Direction - Rewrite the records below with "orange tile motif" replaced by "blue tile pattern", leaving everything else unchanged.

━━━━━━━━━━━━━━━━

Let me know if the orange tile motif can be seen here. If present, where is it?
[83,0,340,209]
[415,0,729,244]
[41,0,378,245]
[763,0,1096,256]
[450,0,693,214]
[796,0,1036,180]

━━━━━━━━━━━━━━━━

The reply -
Let me know if the blue tile pattern can be seen here. If present, where is it?
[83,0,340,209]
[415,0,729,244]
[41,0,378,245]
[763,0,1096,256]
[450,0,693,214]
[796,0,1036,180]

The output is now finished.